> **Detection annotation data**
══════════════════════════════

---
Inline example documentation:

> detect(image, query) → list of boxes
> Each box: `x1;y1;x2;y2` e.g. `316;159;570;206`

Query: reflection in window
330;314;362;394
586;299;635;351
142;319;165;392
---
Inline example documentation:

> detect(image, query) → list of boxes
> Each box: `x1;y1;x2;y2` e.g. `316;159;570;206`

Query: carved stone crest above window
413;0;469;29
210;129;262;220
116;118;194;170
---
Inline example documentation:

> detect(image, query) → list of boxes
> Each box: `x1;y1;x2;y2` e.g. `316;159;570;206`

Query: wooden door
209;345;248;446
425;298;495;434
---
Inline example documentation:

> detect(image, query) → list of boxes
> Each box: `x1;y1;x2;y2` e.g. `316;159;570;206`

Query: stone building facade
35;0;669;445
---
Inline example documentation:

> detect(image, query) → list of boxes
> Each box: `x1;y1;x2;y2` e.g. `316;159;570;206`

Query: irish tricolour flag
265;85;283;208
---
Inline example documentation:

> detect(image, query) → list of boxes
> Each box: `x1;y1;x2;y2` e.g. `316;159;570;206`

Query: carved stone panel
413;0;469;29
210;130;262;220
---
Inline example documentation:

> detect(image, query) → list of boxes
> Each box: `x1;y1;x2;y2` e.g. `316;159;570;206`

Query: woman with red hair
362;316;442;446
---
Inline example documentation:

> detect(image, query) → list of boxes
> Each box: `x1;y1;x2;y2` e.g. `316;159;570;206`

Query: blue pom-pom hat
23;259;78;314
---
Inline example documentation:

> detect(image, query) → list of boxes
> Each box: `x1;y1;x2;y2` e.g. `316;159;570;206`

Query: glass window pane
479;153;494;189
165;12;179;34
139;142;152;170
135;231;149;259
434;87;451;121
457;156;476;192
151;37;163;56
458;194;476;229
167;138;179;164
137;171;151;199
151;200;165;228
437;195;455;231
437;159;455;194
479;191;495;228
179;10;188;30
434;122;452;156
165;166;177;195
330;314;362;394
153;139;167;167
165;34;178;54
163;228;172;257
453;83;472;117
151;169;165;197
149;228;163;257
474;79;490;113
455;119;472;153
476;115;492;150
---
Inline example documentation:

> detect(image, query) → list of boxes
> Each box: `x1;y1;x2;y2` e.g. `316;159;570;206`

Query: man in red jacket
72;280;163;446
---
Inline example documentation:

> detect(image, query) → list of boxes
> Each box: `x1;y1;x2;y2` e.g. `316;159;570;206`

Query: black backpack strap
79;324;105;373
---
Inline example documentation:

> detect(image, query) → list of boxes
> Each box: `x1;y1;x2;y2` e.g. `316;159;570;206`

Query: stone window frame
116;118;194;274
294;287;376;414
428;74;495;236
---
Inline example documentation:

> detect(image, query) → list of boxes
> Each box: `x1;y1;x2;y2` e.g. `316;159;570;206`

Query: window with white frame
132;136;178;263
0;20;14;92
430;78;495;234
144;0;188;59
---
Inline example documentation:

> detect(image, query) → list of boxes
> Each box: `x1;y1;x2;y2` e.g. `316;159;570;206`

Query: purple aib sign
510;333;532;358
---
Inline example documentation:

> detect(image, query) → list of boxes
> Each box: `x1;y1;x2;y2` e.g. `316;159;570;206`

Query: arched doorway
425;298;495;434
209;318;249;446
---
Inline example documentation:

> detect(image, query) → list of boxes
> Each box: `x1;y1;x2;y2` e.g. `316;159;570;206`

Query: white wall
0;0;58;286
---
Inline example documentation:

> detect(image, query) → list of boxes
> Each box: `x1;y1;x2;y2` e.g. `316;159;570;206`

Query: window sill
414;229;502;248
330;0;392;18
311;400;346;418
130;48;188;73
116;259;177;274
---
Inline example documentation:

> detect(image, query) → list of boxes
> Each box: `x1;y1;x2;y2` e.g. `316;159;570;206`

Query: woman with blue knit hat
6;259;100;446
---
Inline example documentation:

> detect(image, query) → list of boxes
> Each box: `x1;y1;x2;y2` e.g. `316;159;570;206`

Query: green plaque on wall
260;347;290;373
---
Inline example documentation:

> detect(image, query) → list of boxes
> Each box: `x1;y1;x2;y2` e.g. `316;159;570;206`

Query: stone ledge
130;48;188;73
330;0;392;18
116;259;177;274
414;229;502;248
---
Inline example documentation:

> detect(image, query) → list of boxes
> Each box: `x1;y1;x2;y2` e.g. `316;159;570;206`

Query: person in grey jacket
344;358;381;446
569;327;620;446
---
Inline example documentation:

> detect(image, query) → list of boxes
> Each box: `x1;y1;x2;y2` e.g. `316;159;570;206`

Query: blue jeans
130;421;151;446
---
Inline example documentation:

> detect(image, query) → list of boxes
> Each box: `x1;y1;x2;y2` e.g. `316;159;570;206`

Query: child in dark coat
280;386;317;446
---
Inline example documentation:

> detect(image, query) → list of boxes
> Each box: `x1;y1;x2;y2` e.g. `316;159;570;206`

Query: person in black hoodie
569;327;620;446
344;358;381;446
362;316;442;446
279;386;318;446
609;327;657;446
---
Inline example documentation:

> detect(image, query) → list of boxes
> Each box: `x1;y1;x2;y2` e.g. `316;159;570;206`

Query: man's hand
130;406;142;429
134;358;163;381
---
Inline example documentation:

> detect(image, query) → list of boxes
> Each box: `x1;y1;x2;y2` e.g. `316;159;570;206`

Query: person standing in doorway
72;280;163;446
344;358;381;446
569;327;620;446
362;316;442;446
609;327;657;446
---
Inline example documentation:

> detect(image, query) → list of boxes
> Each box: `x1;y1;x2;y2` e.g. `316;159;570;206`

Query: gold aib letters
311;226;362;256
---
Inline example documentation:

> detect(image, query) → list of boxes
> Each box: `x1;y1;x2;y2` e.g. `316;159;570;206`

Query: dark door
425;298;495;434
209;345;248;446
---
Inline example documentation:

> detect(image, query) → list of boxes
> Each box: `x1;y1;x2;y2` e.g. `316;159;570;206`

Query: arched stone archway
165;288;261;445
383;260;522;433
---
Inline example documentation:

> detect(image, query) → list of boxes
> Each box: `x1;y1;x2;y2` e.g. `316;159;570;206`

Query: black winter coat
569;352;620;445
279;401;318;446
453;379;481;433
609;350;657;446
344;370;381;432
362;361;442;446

══════════════════════════════

> **Goal of the exercise**
Arrange every line of the data above as a JSON list of strings, one string per line, omitting blank lines.

> **Solution to the problem**
[
  "---",
  "Inline example documentation:",
  "> detect(image, query) → list of boxes",
  "> Each box: `x1;y1;x2;y2` e.g. `316;159;570;206`",
  "Query: reflection in window",
  "330;314;362;394",
  "586;299;635;351",
  "142;319;165;392",
  "---",
  "Inline example documentation:",
  "> detect(image, query) → list of boxes",
  "> Each box: `x1;y1;x2;y2` e.g. `316;159;570;206`",
  "Query: carved stone crest above window",
  "413;0;469;29",
  "210;129;262;220",
  "116;118;194;170",
  "---",
  "Inline example documentation:",
  "> detect(image, query) → list of boxes",
  "> Each box: `x1;y1;x2;y2` e.g. `316;159;570;206`",
  "Query: wooden door",
  "209;345;248;446",
  "425;298;495;434",
  "---",
  "Inline example documentation:",
  "> detect(image, query) → list of boxes",
  "> Each box: `x1;y1;x2;y2` e.g. `316;159;570;206`",
  "Query: stone building facade",
  "35;0;669;445",
  "---",
  "Inline example documentation:",
  "> detect(image, query) → list of boxes",
  "> Each box: `x1;y1;x2;y2` e.g. `316;159;570;206`",
  "Query: irish tricolour flag",
  "265;85;283;208",
  "---",
  "Inline example documentation:",
  "> detect(image, query) → list of boxes",
  "> Each box: `x1;y1;x2;y2` e.g. `316;159;570;206`",
  "Query: carved stone panel",
  "413;0;469;29",
  "210;130;262;220",
  "---",
  "Inline example documentation:",
  "> detect(image, query) → list of boxes",
  "> Each box: `x1;y1;x2;y2` e.g. `316;159;570;206`",
  "Query: woman with red hair",
  "362;316;442;446",
  "---",
  "Inline example documentation:",
  "> detect(image, query) → list of boxes",
  "> Each box: `x1;y1;x2;y2` e.g. `316;159;570;206`",
  "Query: blue pom-pom hat",
  "23;259;78;314",
  "---",
  "Inline example documentation:",
  "> detect(image, query) → list of boxes",
  "> Each box: `x1;y1;x2;y2` e.g. `316;159;570;206`",
  "Query: glass window pane",
  "479;153;494;189",
  "165;12;179;34",
  "139;142;152;170",
  "135;231;149;259",
  "434;87;451;121",
  "457;156;476;192",
  "151;37;163;56",
  "458;194;476;229",
  "167;138;179;164",
  "137;171;151;199",
  "151;200;165;228",
  "437;195;455;231",
  "437;159;455;194",
  "479;191;495;228",
  "179;10;188;30",
  "434;122;452;156",
  "165;166;177;195",
  "330;314;362;394",
  "153;139;167;167",
  "165;34;178;54",
  "163;228;172;257",
  "453;83;472;117",
  "151;169;165;197",
  "149;228;163;257",
  "474;79;490;113",
  "455;119;472;153",
  "476;115;492;150",
  "---",
  "Inline example documentation:",
  "> detect(image, query) → list of boxes",
  "> Each box: `x1;y1;x2;y2` e.g. `316;159;570;206`",
  "Query: man in red jacket",
  "72;280;163;446",
  "---",
  "Inline example documentation:",
  "> detect(image, query) → list of boxes",
  "> Each box: `x1;y1;x2;y2` e.g. `316;159;570;206`",
  "Query: black backpack strap",
  "79;324;105;373",
  "---",
  "Inline example documentation:",
  "> detect(image, query) → list of boxes",
  "> Each box: `x1;y1;x2;y2` e.g. `316;159;570;206`",
  "Query: stone window frame",
  "116;118;194;274",
  "294;287;376;414",
  "428;74;495;236",
  "---",
  "Inline example documentation:",
  "> detect(image, query) → list of boxes",
  "> Each box: `x1;y1;x2;y2` e.g. `316;159;570;206`",
  "Query: window with white frame",
  "132;136;178;263",
  "0;20;14;92",
  "430;78;495;234",
  "144;0;188;59",
  "---",
  "Inline example documentation:",
  "> detect(image, query) → list of boxes",
  "> Each box: `x1;y1;x2;y2` e.g. `316;159;570;206`",
  "Query: purple aib sign",
  "510;333;532;358",
  "---",
  "Inline example documentation:",
  "> detect(image, query) → list of boxes",
  "> Each box: `x1;y1;x2;y2` e.g. `316;159;570;206`",
  "Query: arched doorway",
  "425;298;495;434",
  "209;318;249;446",
  "---",
  "Inline example documentation:",
  "> detect(image, query) → list of boxes",
  "> Each box: `x1;y1;x2;y2` e.g. `316;159;570;206`",
  "Query: white wall",
  "0;0;58;286",
  "---",
  "Inline example documentation:",
  "> detect(image, query) → list of boxes",
  "> Each box: `x1;y1;x2;y2` e.g. `316;159;570;206`",
  "Query: window sill",
  "414;229;502;248",
  "330;0;392;18",
  "311;400;346;418",
  "130;48;188;73",
  "116;259;177;274",
  "---",
  "Inline example documentation:",
  "> detect(image, query) → list of boxes",
  "> Each box: `x1;y1;x2;y2` e.g. `316;159;570;206`",
  "Query: woman with blue knit hat",
  "6;259;100;446",
  "---",
  "Inline example documentation:",
  "> detect(image, query) → list of boxes",
  "> Each box: `x1;y1;x2;y2` e.g. `316;159;570;206`",
  "Query: green plaque on wall",
  "260;347;290;373",
  "---",
  "Inline example documentation:",
  "> detect(image, query) → list of boxes",
  "> Each box: `x1;y1;x2;y2` e.g. `316;159;570;206`",
  "Query: stone ledge",
  "130;48;188;73",
  "330;0;392;18",
  "116;259;177;274",
  "414;229;502;248",
  "---",
  "Inline example documentation:",
  "> detect(image, query) → list of boxes",
  "> Each box: `x1;y1;x2;y2` e.g. `316;159;570;206`",
  "Query: person in grey jacket",
  "344;358;381;446",
  "569;327;620;446",
  "---",
  "Inline example documentation:",
  "> detect(image, query) → list of boxes",
  "> Each box: `x1;y1;x2;y2` e.g. `316;159;570;206`",
  "Query: blue jeans",
  "130;421;151;446",
  "---",
  "Inline example documentation:",
  "> detect(image, query) → list of boxes",
  "> Each box: `x1;y1;x2;y2` e.g. `316;159;570;206`",
  "Query: child in dark coat",
  "280;386;317;446",
  "---",
  "Inline example documentation:",
  "> detect(image, query) → list of boxes",
  "> Each box: `x1;y1;x2;y2` e.g. `316;159;570;206`",
  "Query: person in black hoodie",
  "569;327;620;446",
  "344;358;381;446",
  "362;316;442;446",
  "279;386;318;446",
  "609;327;657;446",
  "---",
  "Inline example documentation:",
  "> detect(image, query) → list of boxes",
  "> Each box: `x1;y1;x2;y2` e.g. `316;159;570;206`",
  "Query: man's hand",
  "130;406;142;429",
  "134;358;163;381",
  "---",
  "Inline example documentation:",
  "> detect(image, query) → list of boxes",
  "> Each box: `x1;y1;x2;y2` e.g. `316;159;570;206`",
  "Query: person standing in doorway",
  "72;280;163;446",
  "344;358;381;446",
  "569;327;620;446",
  "362;316;442;446",
  "609;327;657;446",
  "---",
  "Inline example documentation:",
  "> detect(image, query) → list of boxes",
  "> Each box: `x1;y1;x2;y2` e.g. `316;159;570;206`",
  "Query: gold aib letters",
  "311;226;362;256",
  "---",
  "Inline example documentation:",
  "> detect(image, query) → list of boxes",
  "> Each box: `x1;y1;x2;y2` e.g. `316;159;570;206`",
  "Query: dark door",
  "425;298;495;434",
  "209;345;248;446",
  "---",
  "Inline example documentation:",
  "> detect(image, query) → list of boxes",
  "> Each box: `x1;y1;x2;y2` e.g. `316;159;570;206`",
  "Query: arched stone archway",
  "165;288;261;445",
  "383;260;522;433",
  "---",
  "Inline example documentation:",
  "> detect(image, query) → list of boxes",
  "> Each box: `x1;y1;x2;y2` e.g. `316;159;570;206`",
  "Query: black winter coat",
  "569;352;620;445",
  "279;401;318;446",
  "453;379;481;433",
  "609;350;657;446",
  "344;370;381;432",
  "362;361;442;446"
]